Bakunin believes that mankind has suffered because of ideas (true).  History has been "a perpetual and bloody immolation of millions of poor human beings in honor of some pitiless abstraction--God, country, power of State, national honor, historical rights, judicial rights, political liberty, public welfare" (Bakunin).  But, Bakunin attacks his BAD abstractions ("God," "State power," etc.) with other GOOD ones ("complete humanization," "collective consciousness," etc.).  He also dehumanizes as much as he wishes the "ruling classes" didn't.  The "upper classes" are already separated not by their individualism that should be part of any truly moral person, but by their ability to maintain authority with "vampire" abstractions, sucking humanity's metaphorical blood to quench an unending thirst for control over human life (Bakunin).  

So in Bakunin's system, it is the PEOPLE (moral, real, positive and human) versus the VAMPIRES (abstract, sacrificial of the masses, immoral, and monster-like).  Thus, some people are humans while others are monsters because they believe differently than Bakunin, a contradiction of his wish for a humanity void of abstraction and united because he used abstractions to separate human beings.  But, Bakunin failed to see the logical extent of his own discussion of abstractions.  Rather than seeing abstraction as necessary and inescapable parts of an imperfect world like I do, he saw them as something that can be removed from reality if people simply stop believing in them, even as he uses them as tools of explanation.

The Paralyzing Effect of Abstractions:  How can man be in a “constant state of revolt?”

Taking  Bakunin's views on the abstractions of true-humans versus vampires further, many anarchists who sympathize only with nonconformists and outlaws declare themselves in permanent revolt (Guérin).  Thus, they develop erratic methods to do things, like isolated violent acts or assassinations, without a realistic strategy for completing their ideal individualist world.  They become the vampire slayers, protecting those poor (Russian) peasants by harming or taking out real people because they truly believe that murdering "upper class" humans with "property" or "wealth" is morally justifiable.  By believing that society should be opposed in its current state, they paralyze themselves to common sense and open the door to tragedy for everyone else.  It also makes for a miserable personal life if you're constantly revolting against society for something that will never come to pass.

Not exactly a picture of happiness himself, J.P. Proudhon was probably the first to use the label of anarchist proudly. He believed in loose organizations of people by free will and influenced the anti-state aspect of anarcho-syndicalism (Burroughs 117)  If as Proudhon wrote “the government of man by man is servitude,” what other non-human relationships have existed?  Which abstractions exist outside of mankind?  Did aliens coexist with man and that was a less exploitative time?  

“Governments” are just abstractions anyways, groups of people who believe they command the duty to obey from other people because of interpersonal relationships and the desire to make survival a little easier.  Therefore, in a hypothetical future society with all current government abstraction purged, people will still associate with each other, authority probably won't disappear at all even if every written law or vestige of "government" is destroyed.  And as population increases with authority in this post-apocalyptic world, so too will the need for more complex abstractions to keep the “morally perfect” supposedly in a state of nature.  Human nature is imperfect whether an “anarchist,” a self-described capitalist, or an authoritarian communist is obligating other humans.  Why revolt against what we have only to hit the reset button and be forced to start over with the same imperfect human nature?  And why do a few make that violent choice for many?

AIM A:
Answer each question from the essay on anarchism above:
(i) What word does the essay use for the abstractions through which the "upper classes" maintain authority?
(ii) Who does the essay say was probably the first to use the label of anarchist proudly?
(iii) According to the Proudhon quotation, what is "the government of man by man"?
AIM B:
In the essay on anarchism above, list every abstraction named in the quoted passage that begins "a perpetual and bloody immolation."
AIM C:
Rewrite the paragraph of the essay on anarchism that begins "Taking Bakunin's views" as a bulleted list that keeps its main points.

PROVIDED DATA:
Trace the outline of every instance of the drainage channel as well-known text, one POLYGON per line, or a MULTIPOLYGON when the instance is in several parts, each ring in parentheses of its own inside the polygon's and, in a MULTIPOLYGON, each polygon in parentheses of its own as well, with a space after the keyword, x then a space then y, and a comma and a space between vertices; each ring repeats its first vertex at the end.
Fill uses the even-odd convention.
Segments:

COMPLETE RESPONSE A:
(i) "Vampire" abstractions.
(ii) J.P. Proudhon.
(iii) Servitude.

COMPLETE RESPONSE B:
- God
- country
- power of State
- national honor
- historical rights
- judicial rights
- political liberty
- public welfare

COMPLETE RESPONSE C:
- Building on Bakunin's view of true humans versus vampires, many anarchists who sympathize only with nonconformists and outlaws declare themselves in permanent revolt (Guérin).
- They develop erratic methods, such as isolated violent acts or assassinations, with no realistic strategy for achieving their ideal individualist world.
- Casting themselves as vampire slayers who protect the poor (Russian) peasants, they harm or take out real people, believing that murdering "upper class" humans with "property" or "wealth" is morally justifiable.
- Believing that society should be opposed in its current state paralyzes their common sense and opens the door to tragedy for everyone else.
- Constant revolt against society for something that will never come to pass also makes for a miserable personal life.